> [DOCUMENT]
Many default paths in the knowledge economy depended on specialised skills or scarce information to earn an income.
Lawyers, pilots, IT managers, accountants and other professions that currently are held in high esteem because of their earning power, are all in danger of seeing seriously reduced compensation: they are going to find that their skills and knowledge are becoming abundant, meaning it's free on the Internet, somebody from say Asia can do it cheaper or someone figures out software or a robot to automate it.

So what's the solution? Like I explained in my post about the IDEA ECONOMY, we all are going to have to learn new skills.
One obvious skill to develop is ability to have original and valuable ideas.

Most of us aren't really used to having or creating original values of ideas, and would confuse having ideas with reading books.
While books are indeed vehicles for sometimes fantastic ideas, they are not YOUR original ideas:
and they are only valuable to you if you can apply them in your world successfully.

So books might provide you with a great starting point but to have original and valuable ideas, you need more.
You need to mix other ideas with your own, and find ways to start executing ideas.

I find James Altucher to have a very useful philosophy around this concept:
His metaphor is that this capacity is like an idea muscle: if you don't exercise it, it is weak and your ideas won't be much good.
His quote:
IDEAS ARE THE CURRENCY OF LIFE. Not money.
Money gets depleted until you go broke.
But good ideas buy you good experiences, buy you better ideas, buy you better experiences, buy you more time, save your life. Financial wealth is a side effect of the “runner’s high” of your idea muscle.

I think this is going to apply more and more in the future. The option of being a generic corporate "drone" and earning a decent income is fast going to disappear as we transition out of the knowledge economy.
Because, if your job can be described in terms of productivity, a real drone or computer can and will take it from you.
If that is not yet technologically possible, your company probably is spending most of the time cooking up ways to outsource your job.

So time to get creative, literally... being a generic knowledge economy professional is a sure way to becoming obsolete.
You have to become valuable because of what you offer is something that can't be outsourced, automated or is not easy to find.

The original post from James is here, it is very long but might be the most lucrative post you read long term, IF YOU APPLY IT!

Some excerpts on how to start building your idea muscle:
http://www.jamesaltucher.com/2014/05/the-ultimate-guide-for-becoming-an-idea-machine/
" A) WHAT DO YOU MEAN – “IDEA MACHINE”?

You will be like a superhero. It’s almost a guaranteed membership in the Justice League of America.

Every situation you are in, you will have a ton of ideas. Any question you are asked, you will know the response. Every meeting you are at, you will take the meeting so far out of the box you’ll be on another planet, if you are stuck on a desert highway – you will figure the way out, if you need to make money you’ll come up with 50 ideas to make money, and so on.

(Dataset excerpt)
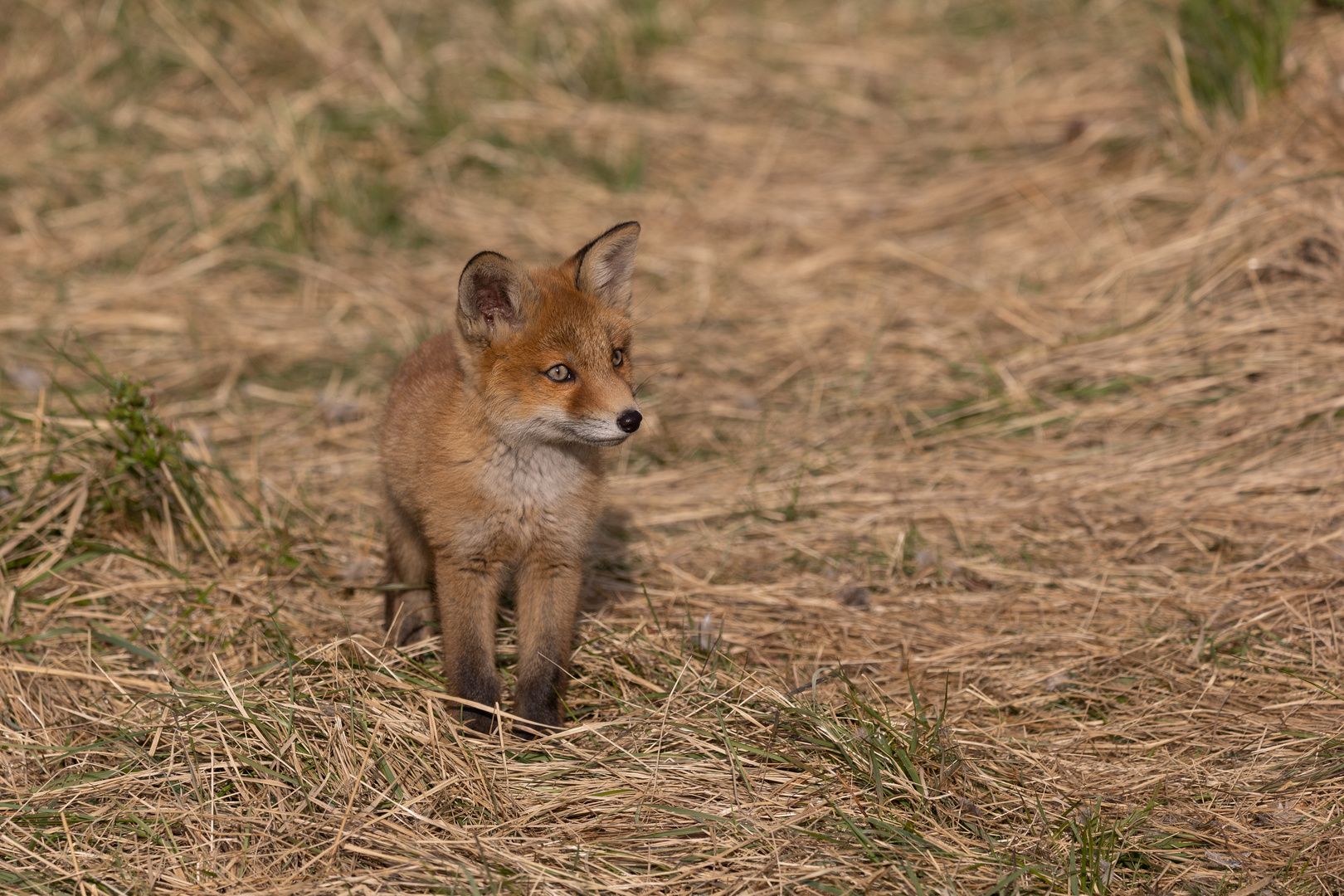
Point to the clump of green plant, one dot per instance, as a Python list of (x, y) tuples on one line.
[(1234, 47), (149, 462), (140, 462)]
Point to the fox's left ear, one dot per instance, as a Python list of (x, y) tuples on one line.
[(604, 268)]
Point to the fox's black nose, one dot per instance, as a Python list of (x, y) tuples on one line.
[(629, 421)]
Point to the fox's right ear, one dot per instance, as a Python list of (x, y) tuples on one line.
[(492, 297)]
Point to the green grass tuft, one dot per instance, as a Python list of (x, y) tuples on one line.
[(1234, 46)]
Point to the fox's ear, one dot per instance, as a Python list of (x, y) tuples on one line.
[(492, 297), (604, 266)]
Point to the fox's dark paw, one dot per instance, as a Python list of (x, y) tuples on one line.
[(413, 618)]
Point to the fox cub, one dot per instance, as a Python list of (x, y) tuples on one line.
[(492, 461)]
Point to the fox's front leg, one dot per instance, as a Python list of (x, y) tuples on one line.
[(468, 592), (548, 597)]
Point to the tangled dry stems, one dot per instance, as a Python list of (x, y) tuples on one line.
[(952, 314)]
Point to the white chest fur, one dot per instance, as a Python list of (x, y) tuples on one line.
[(533, 477)]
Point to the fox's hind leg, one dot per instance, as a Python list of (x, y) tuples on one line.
[(407, 616)]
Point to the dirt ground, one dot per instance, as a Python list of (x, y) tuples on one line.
[(984, 533)]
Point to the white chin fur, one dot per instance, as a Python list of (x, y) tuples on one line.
[(565, 429), (597, 431)]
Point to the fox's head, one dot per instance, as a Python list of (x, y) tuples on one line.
[(548, 349)]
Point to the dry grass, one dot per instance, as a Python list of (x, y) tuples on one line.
[(984, 535)]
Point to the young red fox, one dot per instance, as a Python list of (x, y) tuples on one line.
[(492, 460)]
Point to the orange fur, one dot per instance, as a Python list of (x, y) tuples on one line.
[(492, 464)]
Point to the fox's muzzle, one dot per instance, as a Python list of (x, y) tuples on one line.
[(629, 421)]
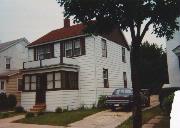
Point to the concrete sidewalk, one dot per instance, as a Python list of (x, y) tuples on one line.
[(104, 119)]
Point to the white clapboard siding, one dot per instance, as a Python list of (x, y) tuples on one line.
[(28, 99), (66, 99)]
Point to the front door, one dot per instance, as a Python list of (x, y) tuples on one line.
[(41, 89)]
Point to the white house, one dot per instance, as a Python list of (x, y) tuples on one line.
[(173, 58), (68, 68), (12, 56)]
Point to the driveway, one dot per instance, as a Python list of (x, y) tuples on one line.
[(104, 119)]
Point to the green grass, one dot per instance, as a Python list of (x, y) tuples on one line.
[(59, 119), (164, 123), (8, 114), (147, 115)]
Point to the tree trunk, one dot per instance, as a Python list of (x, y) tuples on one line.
[(135, 58)]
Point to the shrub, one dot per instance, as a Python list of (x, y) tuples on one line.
[(4, 115), (11, 101), (59, 110), (165, 92), (29, 115), (19, 109), (167, 103), (3, 101), (102, 101)]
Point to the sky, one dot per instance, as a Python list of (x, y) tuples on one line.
[(34, 18)]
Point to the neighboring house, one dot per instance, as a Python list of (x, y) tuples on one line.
[(173, 59), (68, 68), (12, 56)]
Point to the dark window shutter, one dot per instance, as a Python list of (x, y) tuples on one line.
[(63, 79), (35, 54), (83, 49), (20, 84), (62, 49), (52, 50)]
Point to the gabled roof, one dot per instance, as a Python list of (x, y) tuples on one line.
[(6, 74), (6, 45), (75, 31)]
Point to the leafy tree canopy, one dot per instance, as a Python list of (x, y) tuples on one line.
[(126, 14)]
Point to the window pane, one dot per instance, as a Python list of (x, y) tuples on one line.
[(77, 43), (50, 85), (33, 86), (27, 79), (57, 76), (33, 78), (49, 77), (57, 84), (27, 86)]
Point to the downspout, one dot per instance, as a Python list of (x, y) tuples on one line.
[(95, 80)]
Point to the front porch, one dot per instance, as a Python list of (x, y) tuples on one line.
[(42, 85)]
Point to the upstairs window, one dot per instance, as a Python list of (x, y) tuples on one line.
[(104, 48), (124, 55), (125, 79), (105, 77), (73, 48), (69, 48), (8, 63), (2, 85), (77, 47), (44, 52)]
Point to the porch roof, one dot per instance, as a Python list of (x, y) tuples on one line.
[(5, 75)]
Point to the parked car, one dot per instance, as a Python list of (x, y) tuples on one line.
[(123, 97)]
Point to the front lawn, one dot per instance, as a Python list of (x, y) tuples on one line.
[(60, 119), (8, 114), (147, 115)]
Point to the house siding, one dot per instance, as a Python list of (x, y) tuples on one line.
[(18, 54), (172, 60), (91, 84)]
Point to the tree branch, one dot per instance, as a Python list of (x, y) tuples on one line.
[(145, 30), (132, 30)]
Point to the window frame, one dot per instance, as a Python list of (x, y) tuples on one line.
[(8, 65), (106, 79), (104, 47), (30, 79), (2, 89), (125, 79), (46, 51), (123, 54)]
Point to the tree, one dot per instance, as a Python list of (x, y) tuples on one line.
[(127, 15), (153, 63)]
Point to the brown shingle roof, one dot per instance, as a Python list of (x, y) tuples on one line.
[(76, 30)]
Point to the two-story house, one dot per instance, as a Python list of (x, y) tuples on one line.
[(173, 59), (68, 68), (12, 56)]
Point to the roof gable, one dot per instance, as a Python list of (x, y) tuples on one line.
[(74, 31), (6, 45)]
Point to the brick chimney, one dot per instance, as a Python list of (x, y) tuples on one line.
[(66, 23)]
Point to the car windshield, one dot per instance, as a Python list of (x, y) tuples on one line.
[(122, 92)]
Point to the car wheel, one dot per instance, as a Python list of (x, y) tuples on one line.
[(113, 108)]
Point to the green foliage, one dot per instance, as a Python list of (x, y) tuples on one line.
[(153, 65), (125, 14), (59, 110), (3, 101), (165, 92), (102, 101), (4, 115), (19, 109), (29, 115), (11, 101), (167, 103)]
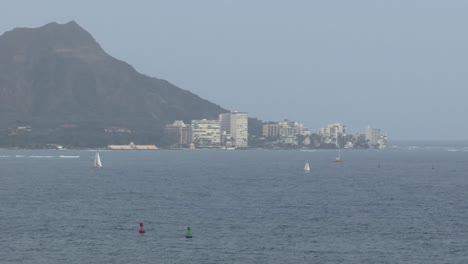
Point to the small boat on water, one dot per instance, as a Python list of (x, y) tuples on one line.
[(306, 168), (338, 159), (97, 161)]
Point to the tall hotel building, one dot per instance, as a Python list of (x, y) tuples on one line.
[(235, 124)]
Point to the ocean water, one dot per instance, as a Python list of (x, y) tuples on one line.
[(402, 205)]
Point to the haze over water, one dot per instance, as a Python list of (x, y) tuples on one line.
[(244, 206)]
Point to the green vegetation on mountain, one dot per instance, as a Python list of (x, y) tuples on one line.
[(57, 81)]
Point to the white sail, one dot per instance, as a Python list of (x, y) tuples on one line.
[(97, 160), (306, 167)]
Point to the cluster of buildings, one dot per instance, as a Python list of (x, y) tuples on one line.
[(230, 130), (294, 134)]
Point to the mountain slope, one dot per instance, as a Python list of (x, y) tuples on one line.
[(58, 75)]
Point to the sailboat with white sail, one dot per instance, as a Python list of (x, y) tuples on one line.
[(306, 168), (338, 159), (97, 161)]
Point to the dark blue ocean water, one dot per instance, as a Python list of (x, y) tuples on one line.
[(386, 206)]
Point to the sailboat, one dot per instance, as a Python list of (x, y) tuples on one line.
[(97, 161), (306, 168)]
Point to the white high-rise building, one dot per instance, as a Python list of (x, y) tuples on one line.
[(235, 124), (332, 130)]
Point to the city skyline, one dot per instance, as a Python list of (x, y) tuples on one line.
[(316, 62)]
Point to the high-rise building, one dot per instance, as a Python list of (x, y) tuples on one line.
[(236, 124), (179, 132), (332, 130), (271, 130), (206, 133), (376, 138)]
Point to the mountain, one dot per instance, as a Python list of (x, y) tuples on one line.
[(59, 81)]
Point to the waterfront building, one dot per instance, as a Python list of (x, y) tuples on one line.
[(332, 130), (271, 130), (376, 138), (206, 133), (179, 132), (235, 124)]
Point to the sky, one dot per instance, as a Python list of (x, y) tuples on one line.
[(397, 65)]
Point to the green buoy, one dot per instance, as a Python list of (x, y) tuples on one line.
[(188, 234)]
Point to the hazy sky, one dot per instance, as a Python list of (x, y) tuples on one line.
[(399, 65)]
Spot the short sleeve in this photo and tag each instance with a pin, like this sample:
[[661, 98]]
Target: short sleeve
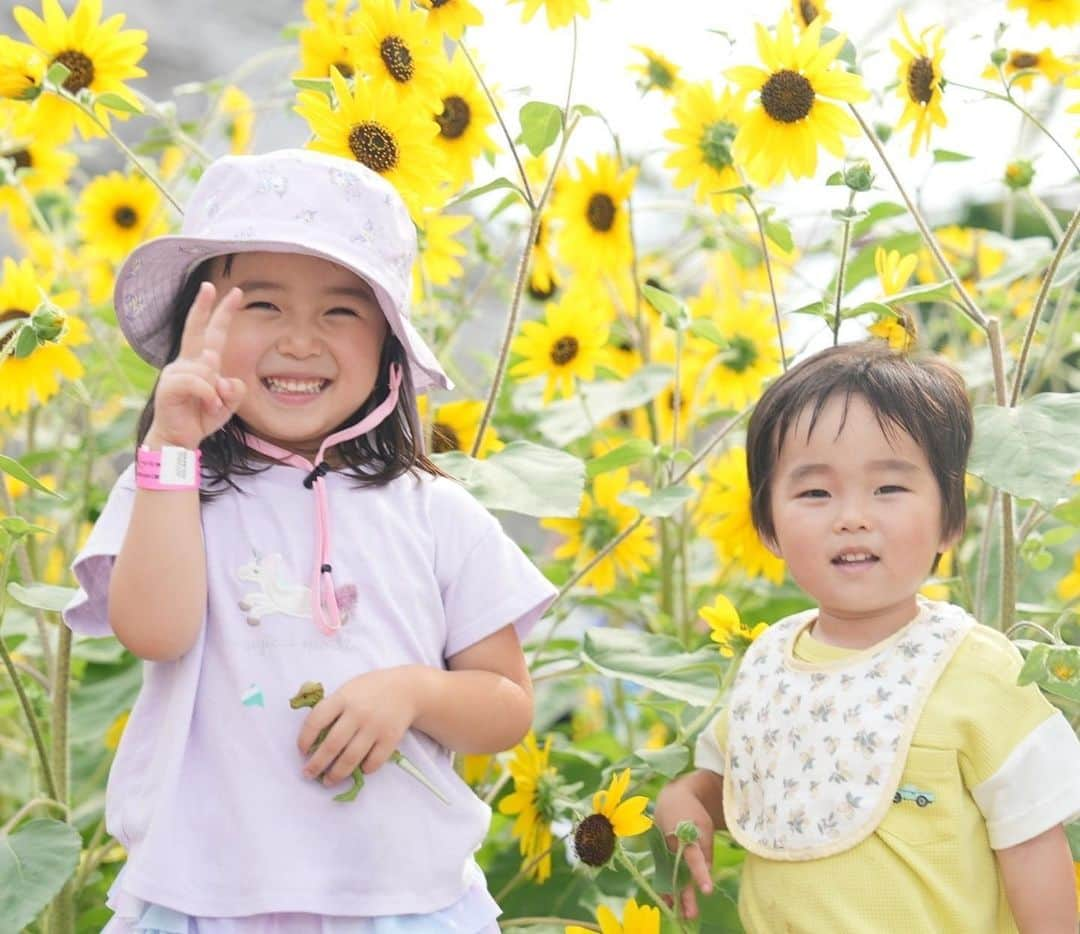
[[88, 612], [486, 580], [1018, 755], [709, 752]]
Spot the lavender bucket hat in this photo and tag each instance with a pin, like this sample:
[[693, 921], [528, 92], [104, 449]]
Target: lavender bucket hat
[[286, 201]]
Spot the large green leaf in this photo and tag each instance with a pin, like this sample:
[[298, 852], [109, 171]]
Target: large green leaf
[[656, 662], [523, 477], [35, 863], [1033, 450]]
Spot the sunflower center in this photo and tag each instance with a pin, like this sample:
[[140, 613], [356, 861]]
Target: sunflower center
[[564, 350], [716, 145], [374, 146], [444, 438], [594, 840], [454, 121], [787, 96], [81, 68], [397, 58], [601, 213], [920, 80]]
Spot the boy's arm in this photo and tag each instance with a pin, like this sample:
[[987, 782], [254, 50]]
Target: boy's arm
[[1040, 883]]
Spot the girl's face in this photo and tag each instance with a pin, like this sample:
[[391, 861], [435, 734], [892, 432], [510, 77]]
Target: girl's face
[[858, 516], [306, 341]]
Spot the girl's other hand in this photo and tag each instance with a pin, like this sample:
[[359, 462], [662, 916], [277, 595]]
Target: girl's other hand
[[192, 398], [366, 719]]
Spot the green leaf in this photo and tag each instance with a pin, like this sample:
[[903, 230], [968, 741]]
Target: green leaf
[[35, 863], [540, 125], [42, 596], [623, 456], [13, 468], [1031, 450], [663, 503], [659, 663], [523, 477]]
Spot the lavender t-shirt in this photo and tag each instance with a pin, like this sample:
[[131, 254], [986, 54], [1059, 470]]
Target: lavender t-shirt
[[206, 790]]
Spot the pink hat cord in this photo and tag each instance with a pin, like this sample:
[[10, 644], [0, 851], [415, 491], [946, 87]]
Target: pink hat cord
[[322, 584]]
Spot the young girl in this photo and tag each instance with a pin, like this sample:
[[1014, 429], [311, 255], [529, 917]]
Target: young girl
[[877, 759], [281, 525]]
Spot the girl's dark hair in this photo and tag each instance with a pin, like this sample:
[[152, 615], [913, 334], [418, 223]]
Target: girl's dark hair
[[922, 396], [392, 448]]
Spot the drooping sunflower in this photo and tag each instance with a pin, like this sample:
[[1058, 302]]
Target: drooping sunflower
[[1052, 12], [463, 116], [532, 802], [559, 12], [726, 518], [595, 837], [567, 344], [791, 117], [920, 81], [100, 56], [401, 53], [705, 132], [370, 129], [35, 379], [601, 517], [451, 16], [594, 238], [116, 213]]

> [DIRECTION A] Rewrite the records from their start up to and including the line with "[(604, 268)]", changing "one dot per instance" to "a single dot for each instance" and keeping everything else the same. Please leave the pictures out of your answer.
> [DIRECTION B] Extend the text on building an idea muscle, picking up after its last sentence.
The text and the records are unrelated and should be treated as separate material.

> [TASK ANSWER A]
Point to the clump of green plant, a single dot for each instance, as a Python list of (x, y) tuples on one line.
[(1234, 47), (149, 462), (140, 462)]
Point to the fox's left ear, a single dot for each instance, as a Python list of (x, y) tuples on one line.
[(604, 268)]

> [TASK ANSWER B]
After I started exercising the idea muscle, it was like a magic power had unleashed inside of me. It’s ok if you don’t believe me. Or maybe you think it’s bragging. There are many times when I don’t have ideas. But that’s when I stop practicing what I am about to advocate.

Try it for yourself. I’m not selling anything here. I have no reason for you to try this. I just want to share my exerience. It’s like part of your brain is opened up and a constant flow of stuff, both good and bad, gets dropped in there.

From where? I don’t think about it and I don’t care. But I use it.

In early 2009 was one of those times when I desperately needed to do this. I was fulltime either trying to find a girlfriend or I was trying to start a business or both. I was also going broke in the stock market and losing my home (until I personally saved the entire stock market – see my book).

Every night, I’d have waffles for dinner and a bottle of wine and start writing ideas down. This is before I went paleo (no waffles!) and stopped drinking alcohol (five years sober!) and I was writing 10-20 of the most ludicrous ideas a day down.

And you know what ? It worked.

B) How do I start exercising the idea muscle?

Take a waiter’s pad. Go to a local cafe. Maybe read an inspirational book for ten to twenty minutes. Then start writing down ideas. What ideas? Hold on a second. The key here is, write ten ideas.

C) Why a waiter’s pad?

A waiter’s pad fits in your pocket so you can easily pull it out to jot things down.

A waiter’s pad is too small to write a whole novel or even a paragraph. In fact, it’s specifically made to make a list. And that’s all you want, a list of ideas.

A waiter’s pad is a great conversation starter if you are in a meeting. Someone at the meeting will eventually say, “I’ll take fries with my burger” and everyone will laugh. You broke the ice and you stand out.

A waiter’s pad is cheap. You can get about 100 for $10 (but you can get one for free here). This shows you are frugal and don’t need those fancy moleskin pads to have a good idea.

Oh, and I just found out another reason for a waiter’s pad while I was writing this. Someone with alcohol on his breath, a bottle in hand, looking like he could crush me with one hand, just came up to me in the cafe I’m sitting at and asked for money. I held up my waiter’s pad and said, “Can I take your order?” and he said, “OH!” and he walked away.*

D) Why ten ideas?

If I say, “write down ten ideas for books you can write” I bet you can easily write down four or five. I can write down four or five right now. But at six it starts to get hard. “Hmmm,” you think, “what else can I come up with?”

This is when the brain is sweating.

Note that when you exercise in the gym, your muscles don’t start to build until you break a sweat. Your metabolism doesn’t improve when you run until you sweat. Your body doesn’t break down the old and build the new until it is sweating.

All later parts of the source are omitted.